• The task
Go through the records and report each line in which the word "beside" occurs.

• Given records
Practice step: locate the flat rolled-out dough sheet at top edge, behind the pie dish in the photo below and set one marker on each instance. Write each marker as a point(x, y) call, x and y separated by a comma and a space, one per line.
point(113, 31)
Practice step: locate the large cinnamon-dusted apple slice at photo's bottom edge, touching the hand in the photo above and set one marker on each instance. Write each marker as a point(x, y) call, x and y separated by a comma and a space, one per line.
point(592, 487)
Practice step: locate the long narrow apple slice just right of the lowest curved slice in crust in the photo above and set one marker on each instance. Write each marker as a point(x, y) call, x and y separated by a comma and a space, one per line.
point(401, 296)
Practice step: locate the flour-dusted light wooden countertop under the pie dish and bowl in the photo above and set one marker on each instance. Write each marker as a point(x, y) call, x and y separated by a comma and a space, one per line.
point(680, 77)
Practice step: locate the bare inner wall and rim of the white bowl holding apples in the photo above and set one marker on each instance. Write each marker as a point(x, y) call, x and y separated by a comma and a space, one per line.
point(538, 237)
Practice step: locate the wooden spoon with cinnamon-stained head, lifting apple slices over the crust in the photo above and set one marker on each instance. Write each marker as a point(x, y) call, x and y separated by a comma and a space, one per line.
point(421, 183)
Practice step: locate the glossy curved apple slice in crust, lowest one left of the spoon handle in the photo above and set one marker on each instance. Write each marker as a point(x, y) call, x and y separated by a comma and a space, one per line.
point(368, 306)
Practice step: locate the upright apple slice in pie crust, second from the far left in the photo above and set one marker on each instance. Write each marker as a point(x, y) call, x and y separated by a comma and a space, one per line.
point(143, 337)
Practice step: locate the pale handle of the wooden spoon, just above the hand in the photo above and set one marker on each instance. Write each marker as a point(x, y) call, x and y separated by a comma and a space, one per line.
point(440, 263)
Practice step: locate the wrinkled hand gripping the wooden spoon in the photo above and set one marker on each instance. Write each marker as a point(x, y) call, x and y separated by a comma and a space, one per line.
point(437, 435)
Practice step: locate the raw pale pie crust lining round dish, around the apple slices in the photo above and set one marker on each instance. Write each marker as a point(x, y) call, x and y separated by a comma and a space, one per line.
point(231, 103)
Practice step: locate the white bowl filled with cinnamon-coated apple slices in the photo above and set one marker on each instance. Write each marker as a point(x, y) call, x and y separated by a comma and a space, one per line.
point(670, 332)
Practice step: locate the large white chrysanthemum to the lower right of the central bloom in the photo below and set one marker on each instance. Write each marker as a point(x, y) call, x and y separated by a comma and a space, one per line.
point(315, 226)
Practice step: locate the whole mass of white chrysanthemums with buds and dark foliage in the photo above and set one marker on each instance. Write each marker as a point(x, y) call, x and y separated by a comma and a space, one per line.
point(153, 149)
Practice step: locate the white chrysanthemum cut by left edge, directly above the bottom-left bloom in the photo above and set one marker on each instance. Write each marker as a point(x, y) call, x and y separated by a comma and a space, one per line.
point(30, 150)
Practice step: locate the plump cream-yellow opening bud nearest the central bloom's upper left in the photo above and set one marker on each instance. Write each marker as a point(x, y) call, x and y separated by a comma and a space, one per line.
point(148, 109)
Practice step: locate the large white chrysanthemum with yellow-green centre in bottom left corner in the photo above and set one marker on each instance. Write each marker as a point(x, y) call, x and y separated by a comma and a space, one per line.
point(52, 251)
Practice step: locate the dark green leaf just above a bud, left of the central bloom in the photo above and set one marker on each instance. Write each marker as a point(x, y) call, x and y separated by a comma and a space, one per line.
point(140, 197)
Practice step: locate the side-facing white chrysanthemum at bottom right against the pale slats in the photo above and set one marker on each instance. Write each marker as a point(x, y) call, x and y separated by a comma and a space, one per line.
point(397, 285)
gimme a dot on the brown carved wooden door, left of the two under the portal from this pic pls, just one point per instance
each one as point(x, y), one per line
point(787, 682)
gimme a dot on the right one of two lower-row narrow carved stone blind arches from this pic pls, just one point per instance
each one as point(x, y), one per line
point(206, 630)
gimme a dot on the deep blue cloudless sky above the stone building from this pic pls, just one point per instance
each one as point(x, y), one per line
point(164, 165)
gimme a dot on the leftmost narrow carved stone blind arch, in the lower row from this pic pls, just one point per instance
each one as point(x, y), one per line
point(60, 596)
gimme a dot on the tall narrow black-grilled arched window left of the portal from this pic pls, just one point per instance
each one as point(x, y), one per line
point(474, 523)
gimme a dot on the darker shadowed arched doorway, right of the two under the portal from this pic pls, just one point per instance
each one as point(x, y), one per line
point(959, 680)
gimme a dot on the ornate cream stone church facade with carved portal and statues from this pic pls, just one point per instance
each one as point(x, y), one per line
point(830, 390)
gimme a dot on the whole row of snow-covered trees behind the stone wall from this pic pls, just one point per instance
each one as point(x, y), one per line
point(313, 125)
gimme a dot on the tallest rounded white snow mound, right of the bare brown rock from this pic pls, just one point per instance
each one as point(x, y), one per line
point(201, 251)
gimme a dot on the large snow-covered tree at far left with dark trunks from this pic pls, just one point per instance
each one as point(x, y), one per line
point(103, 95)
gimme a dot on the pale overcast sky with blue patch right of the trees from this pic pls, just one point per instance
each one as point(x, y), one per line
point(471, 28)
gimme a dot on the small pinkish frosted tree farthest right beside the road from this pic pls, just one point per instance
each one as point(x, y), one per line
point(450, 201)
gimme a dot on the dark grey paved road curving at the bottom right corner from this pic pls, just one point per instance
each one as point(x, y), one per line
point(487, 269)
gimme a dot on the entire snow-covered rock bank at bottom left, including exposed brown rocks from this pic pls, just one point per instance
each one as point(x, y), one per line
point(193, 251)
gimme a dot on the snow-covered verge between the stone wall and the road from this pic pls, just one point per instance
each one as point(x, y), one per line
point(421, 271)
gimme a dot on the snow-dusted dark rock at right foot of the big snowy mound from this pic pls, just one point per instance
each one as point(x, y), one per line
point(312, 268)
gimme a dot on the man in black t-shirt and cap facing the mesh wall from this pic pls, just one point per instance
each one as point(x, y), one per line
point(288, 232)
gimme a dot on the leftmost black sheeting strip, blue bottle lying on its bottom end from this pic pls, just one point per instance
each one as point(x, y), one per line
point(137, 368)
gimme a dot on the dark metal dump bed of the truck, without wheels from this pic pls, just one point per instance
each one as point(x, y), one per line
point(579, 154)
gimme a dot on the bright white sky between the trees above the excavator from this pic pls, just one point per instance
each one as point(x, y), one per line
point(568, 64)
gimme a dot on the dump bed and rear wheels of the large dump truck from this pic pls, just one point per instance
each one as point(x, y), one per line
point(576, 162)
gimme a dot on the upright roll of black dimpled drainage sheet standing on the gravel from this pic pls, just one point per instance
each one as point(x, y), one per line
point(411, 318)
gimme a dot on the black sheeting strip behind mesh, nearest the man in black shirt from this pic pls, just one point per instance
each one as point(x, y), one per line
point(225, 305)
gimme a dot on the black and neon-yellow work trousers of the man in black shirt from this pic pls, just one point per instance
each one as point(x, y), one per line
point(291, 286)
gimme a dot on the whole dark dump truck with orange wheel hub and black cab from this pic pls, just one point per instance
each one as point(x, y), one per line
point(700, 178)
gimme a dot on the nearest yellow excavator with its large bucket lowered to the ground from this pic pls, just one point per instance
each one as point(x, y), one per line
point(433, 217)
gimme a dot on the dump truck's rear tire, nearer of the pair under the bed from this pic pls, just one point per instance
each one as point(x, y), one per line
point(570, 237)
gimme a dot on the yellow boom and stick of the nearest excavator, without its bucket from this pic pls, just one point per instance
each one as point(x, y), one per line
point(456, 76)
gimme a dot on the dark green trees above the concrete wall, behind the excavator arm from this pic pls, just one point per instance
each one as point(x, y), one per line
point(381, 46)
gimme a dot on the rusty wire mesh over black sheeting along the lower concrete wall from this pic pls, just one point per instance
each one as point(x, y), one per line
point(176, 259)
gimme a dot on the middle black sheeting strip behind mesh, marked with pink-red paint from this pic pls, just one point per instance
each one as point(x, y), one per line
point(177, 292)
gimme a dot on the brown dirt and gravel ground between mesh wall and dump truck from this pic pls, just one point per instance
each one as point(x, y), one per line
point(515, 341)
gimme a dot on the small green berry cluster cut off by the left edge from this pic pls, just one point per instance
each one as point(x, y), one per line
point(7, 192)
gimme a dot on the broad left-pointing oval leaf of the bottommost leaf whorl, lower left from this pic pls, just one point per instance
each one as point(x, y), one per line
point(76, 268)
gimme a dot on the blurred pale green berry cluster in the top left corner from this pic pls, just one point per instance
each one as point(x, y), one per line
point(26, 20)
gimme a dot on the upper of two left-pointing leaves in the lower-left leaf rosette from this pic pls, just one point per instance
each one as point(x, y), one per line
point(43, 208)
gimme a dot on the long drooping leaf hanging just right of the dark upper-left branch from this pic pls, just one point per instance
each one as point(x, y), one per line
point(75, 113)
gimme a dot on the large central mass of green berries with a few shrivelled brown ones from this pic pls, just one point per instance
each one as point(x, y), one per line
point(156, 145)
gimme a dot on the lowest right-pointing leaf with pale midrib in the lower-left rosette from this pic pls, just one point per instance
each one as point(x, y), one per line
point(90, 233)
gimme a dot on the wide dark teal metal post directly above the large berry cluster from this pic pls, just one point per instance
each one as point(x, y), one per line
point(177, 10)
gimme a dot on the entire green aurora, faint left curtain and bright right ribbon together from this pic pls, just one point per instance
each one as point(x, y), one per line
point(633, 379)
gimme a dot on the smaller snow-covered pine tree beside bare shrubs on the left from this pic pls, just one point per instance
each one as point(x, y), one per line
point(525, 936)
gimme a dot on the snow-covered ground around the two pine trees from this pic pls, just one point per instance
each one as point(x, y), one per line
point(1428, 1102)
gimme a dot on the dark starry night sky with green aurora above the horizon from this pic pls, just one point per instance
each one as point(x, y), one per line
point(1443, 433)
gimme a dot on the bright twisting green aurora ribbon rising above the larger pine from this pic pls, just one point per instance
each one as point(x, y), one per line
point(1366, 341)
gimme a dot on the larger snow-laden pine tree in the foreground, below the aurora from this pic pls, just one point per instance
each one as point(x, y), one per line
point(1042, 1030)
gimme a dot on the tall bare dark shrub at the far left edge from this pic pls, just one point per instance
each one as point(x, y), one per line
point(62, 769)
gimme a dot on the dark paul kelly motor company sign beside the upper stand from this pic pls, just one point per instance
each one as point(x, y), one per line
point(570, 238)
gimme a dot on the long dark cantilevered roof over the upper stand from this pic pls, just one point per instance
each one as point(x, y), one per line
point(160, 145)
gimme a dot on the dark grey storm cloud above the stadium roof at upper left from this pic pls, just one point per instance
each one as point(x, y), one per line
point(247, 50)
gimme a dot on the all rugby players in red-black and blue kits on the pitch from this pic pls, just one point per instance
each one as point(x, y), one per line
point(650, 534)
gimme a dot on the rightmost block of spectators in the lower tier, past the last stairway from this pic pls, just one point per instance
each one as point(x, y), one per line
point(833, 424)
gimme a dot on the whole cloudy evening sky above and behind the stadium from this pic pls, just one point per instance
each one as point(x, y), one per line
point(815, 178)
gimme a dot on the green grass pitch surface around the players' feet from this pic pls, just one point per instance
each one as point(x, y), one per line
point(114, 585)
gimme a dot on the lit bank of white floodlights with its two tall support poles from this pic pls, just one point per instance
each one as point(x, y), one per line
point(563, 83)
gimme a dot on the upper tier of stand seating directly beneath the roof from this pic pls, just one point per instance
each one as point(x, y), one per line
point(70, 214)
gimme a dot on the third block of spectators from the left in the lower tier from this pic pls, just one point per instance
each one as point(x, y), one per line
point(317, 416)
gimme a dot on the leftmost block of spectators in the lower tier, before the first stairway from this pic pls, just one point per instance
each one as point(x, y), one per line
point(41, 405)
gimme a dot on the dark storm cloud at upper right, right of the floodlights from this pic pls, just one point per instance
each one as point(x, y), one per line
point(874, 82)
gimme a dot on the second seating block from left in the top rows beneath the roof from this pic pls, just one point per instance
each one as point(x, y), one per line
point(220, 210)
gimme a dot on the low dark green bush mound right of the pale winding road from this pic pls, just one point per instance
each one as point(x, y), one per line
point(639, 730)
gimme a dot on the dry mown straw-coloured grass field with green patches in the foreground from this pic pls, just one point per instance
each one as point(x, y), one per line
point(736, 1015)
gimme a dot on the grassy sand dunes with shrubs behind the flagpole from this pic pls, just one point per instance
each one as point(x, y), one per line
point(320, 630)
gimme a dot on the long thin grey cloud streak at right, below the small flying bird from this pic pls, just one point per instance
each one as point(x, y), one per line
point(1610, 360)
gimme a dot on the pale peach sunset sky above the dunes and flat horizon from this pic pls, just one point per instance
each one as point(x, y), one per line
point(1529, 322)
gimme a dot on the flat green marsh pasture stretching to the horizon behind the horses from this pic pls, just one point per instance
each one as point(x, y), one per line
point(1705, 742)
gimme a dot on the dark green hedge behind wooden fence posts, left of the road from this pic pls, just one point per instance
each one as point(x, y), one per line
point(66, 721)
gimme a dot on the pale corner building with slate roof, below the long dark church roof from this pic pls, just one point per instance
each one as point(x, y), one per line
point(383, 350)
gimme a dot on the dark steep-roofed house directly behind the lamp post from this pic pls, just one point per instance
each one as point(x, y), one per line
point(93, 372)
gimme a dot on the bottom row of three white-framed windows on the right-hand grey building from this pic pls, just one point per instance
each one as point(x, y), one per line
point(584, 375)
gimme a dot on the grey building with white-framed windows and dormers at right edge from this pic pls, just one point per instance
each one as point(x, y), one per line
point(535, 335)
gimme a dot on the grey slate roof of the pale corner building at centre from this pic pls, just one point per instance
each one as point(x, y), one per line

• Result of the exercise
gimme a dot on the small pinkish frosted tree farthest right beside the road from this pic pls, just one point per instance
gimme a dot on the smaller snow-covered pine tree beside bare shrubs on the left from this pic pls, just one point per instance
gimme a dot on the dark paul kelly motor company sign beside the upper stand from this pic pls, just one point per instance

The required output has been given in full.